• _OPDRACHT 1_
Typ het stuk van het fragment over de afvalstoffenheffing over tussen "Er wordt geen" en "desbetreffende belastingobject geldt.", beide inbegrepen.

• _PAGINAFRAGMENT_
==============================

Artikel 4a Vrijstelling

Er wordt geen (gedeeltelijke) vrijstelling gegeven van de afvalstoffenheffing ten gevolge van een ziekte of lichamelijk ongemak waardoor permanent beduidend meer restafval wordt geproduceerd.

Artikel 5 Belastingtijdvak

  • 1 Het belastingtijdvak is in de gevallen waarin de heffing door middel van afrekeningen van Brabant Water N.V. plaatsvindt de verbruiksperiode zoals die voor de betrokken belastingplichtige voor het desbetreffende belastingobject geldt.

  • 2 In andere gevallen dan bedoeld in het eerste lid is het belastingtijdvak gelijk aan het kalenderjaar.

Artikel 6 Wijze van heffing

  • 1 De belasting bedoeld in hoofdstuk 1 van de tarieventabel wordt geheven door middel van een gedagtekende schriftelijke kennisgeving. Als kennisgeving wordt aangemerkt de afrekening van Brabant Water NV. Als dagtekening van de kennisgeving geldt in dat geval de dagtekening van de afrekening. Als kennisgeving van voorlopig gevorderde bedragen wordt aangemerkt de voorschotnota of de kennisgeving van Brabant Water NV.

  • 2 De belasting bedoeld in hoofdstuk 2 van de tarieventabel wordt geheven door middel van een mondelinge dan wel schriftelijke gedagtekende kennisgeving. Het gevorderde bedrag wordt mondeling, dan wel door toezending of uitreiking van de schriftelijke kennisgeving aan de belastingschuldige bekend gemaakt.

==============================

• _OPDRACHT 2_
Hernoem in de lijst "keypoint" tot "marker" in de regels tussen de regel met "Check that every instance of the t-shirt" en de regel met "[[967, 262], [653, 316], [660, 297]]", beide inbegrepen, en geef alleen die regels terug met de rest ongewijzigd.

[Items met geëxtraheerde gegevens]
==============================

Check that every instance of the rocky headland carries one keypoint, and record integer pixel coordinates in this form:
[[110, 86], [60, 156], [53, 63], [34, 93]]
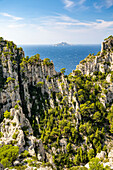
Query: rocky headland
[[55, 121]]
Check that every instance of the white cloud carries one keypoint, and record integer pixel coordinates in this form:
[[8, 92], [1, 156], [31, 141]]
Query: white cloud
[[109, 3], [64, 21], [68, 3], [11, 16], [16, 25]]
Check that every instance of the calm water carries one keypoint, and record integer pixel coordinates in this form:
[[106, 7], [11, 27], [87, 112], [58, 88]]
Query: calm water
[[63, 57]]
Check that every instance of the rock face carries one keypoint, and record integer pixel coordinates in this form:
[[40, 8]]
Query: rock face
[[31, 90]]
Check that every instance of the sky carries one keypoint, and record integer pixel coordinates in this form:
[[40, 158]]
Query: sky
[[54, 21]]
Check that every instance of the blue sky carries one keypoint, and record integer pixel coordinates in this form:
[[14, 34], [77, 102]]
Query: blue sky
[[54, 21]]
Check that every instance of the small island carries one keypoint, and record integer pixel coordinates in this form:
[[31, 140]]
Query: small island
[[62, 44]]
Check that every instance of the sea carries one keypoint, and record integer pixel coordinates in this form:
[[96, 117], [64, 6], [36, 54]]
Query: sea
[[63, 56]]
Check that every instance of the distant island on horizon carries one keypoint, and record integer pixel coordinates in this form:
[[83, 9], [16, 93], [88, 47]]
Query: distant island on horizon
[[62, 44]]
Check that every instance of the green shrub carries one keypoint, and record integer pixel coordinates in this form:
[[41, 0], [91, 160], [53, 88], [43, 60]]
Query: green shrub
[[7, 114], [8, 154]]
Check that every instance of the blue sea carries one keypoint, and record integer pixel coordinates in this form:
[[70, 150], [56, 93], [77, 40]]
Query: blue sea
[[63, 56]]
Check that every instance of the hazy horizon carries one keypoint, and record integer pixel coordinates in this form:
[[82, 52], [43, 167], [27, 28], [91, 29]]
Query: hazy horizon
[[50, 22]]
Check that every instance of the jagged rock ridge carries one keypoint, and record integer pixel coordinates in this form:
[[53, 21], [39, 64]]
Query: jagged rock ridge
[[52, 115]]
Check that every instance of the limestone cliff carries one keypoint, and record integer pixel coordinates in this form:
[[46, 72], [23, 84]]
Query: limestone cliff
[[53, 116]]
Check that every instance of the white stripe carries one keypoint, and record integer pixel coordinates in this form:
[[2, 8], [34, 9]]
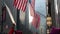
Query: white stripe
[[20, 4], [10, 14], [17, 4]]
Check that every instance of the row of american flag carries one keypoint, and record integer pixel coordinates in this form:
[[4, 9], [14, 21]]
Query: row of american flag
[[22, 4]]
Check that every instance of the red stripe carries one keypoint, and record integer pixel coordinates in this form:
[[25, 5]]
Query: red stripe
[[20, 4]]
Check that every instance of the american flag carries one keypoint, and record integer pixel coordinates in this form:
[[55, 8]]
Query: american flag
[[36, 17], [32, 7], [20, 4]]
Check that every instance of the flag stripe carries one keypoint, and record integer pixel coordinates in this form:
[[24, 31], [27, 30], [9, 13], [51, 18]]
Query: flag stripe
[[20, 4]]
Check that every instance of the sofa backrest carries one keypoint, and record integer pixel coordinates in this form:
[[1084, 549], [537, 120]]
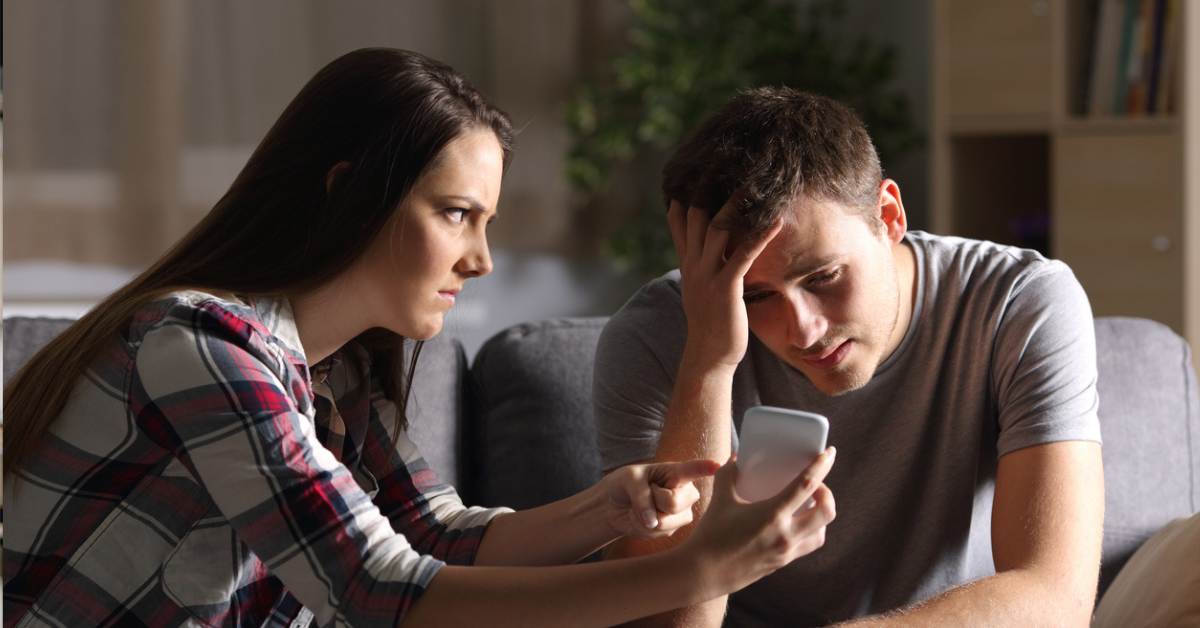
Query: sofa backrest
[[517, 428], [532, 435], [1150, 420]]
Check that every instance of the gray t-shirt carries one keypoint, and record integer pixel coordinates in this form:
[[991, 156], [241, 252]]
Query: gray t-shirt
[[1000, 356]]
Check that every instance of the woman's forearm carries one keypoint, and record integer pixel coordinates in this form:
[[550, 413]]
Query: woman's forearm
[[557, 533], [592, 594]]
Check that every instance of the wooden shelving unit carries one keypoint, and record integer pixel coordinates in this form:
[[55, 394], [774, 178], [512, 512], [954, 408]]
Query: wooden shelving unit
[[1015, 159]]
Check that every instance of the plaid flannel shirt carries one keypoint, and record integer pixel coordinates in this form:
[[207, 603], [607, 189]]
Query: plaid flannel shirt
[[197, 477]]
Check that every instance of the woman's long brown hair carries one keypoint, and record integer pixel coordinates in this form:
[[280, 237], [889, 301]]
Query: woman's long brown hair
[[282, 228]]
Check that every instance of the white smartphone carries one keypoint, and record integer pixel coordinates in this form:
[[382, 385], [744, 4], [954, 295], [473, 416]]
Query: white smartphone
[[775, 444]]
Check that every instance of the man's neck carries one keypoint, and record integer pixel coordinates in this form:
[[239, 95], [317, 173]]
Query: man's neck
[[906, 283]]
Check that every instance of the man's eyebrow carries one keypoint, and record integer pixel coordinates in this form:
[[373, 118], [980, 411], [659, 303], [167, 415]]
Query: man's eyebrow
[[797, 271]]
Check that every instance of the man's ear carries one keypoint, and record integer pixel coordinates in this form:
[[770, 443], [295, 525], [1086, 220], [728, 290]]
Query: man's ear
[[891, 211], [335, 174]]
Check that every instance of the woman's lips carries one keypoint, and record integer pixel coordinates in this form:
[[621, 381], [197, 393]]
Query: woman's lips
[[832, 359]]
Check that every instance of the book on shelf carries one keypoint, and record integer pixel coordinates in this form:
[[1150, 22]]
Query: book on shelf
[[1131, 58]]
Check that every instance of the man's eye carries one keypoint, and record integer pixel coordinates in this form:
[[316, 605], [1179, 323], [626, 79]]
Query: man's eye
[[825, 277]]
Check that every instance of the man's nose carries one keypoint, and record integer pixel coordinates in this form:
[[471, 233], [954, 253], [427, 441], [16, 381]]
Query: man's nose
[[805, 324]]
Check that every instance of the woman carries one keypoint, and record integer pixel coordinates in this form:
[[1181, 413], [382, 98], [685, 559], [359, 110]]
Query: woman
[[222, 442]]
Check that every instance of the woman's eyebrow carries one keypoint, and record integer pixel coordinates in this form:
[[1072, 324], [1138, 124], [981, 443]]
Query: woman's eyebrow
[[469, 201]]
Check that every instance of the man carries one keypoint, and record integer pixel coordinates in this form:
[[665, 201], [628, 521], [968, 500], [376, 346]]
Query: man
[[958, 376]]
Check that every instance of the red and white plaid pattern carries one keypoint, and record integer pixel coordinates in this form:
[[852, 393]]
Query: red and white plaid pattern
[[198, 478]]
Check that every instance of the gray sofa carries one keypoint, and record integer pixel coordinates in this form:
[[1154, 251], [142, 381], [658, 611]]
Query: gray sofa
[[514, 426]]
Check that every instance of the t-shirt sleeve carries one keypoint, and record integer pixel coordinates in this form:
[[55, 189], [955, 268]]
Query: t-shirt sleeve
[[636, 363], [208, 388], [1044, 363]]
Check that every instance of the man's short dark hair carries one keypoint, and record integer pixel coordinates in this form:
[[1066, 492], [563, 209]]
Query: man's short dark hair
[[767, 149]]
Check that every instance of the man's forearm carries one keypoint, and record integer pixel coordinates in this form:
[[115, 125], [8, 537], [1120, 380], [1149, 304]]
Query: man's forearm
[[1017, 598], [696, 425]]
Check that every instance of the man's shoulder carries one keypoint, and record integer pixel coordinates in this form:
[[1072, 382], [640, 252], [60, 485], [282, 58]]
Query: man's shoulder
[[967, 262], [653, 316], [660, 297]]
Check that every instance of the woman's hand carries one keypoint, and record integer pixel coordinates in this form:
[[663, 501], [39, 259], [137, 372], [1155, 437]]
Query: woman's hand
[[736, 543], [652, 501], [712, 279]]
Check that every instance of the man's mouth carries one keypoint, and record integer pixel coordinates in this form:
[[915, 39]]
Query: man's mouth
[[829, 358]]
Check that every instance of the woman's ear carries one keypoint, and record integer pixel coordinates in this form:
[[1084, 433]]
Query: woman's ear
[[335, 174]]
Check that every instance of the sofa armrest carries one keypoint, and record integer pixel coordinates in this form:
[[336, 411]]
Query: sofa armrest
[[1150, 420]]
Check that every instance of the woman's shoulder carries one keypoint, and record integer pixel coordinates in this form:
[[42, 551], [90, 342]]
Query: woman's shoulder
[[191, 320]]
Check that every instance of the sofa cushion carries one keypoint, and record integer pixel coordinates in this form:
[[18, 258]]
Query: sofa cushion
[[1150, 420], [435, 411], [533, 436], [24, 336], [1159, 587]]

==============================

• _VERWACHT ANTWOORD 1_
Er wordt geen (gedeeltelijke) vrijstelling gegeven van de afvalstoffenheffing ten gevolge van een ziekte of lichamelijk ongemak waardoor permanent beduidend meer restafval wordt geproduceerd.

Artikel 5 Belastingtijdvak

  • 1 Het belastingtijdvak is in de gevallen waarin de heffing door middel van afrekeningen van Brabant Water N.V. plaatsvindt de verbruiksperiode zoals die voor de betrokken belastingplichtige voor het desbetreffende belastingobject geldt.

• _VERWACHT ANTWOORD 2_
Check that every instance of the t-shirt sleeve carries one marker, and record integer pixel coordinates in this form:
[[55, 189], [955, 268]]
Query: t-shirt sleeve
[[636, 363], [208, 388], [1044, 363]]
Check that every instance of the man's short dark hair carries one marker, and record integer pixel coordinates in this form:
[[1066, 492], [563, 209]]
Query: man's short dark hair
[[767, 149]]
Check that every instance of the man's forearm carries one marker, and record integer pixel coordinates in this form:
[[115, 125], [8, 537], [1120, 380], [1149, 304]]
Query: man's forearm
[[1017, 598], [696, 425]]
Check that every instance of the man's shoulder carries one marker, and record integer pixel coordinates in this form:
[[1072, 382], [640, 252], [60, 485], [282, 58]]
Query: man's shoulder
[[967, 262], [653, 316], [660, 297]]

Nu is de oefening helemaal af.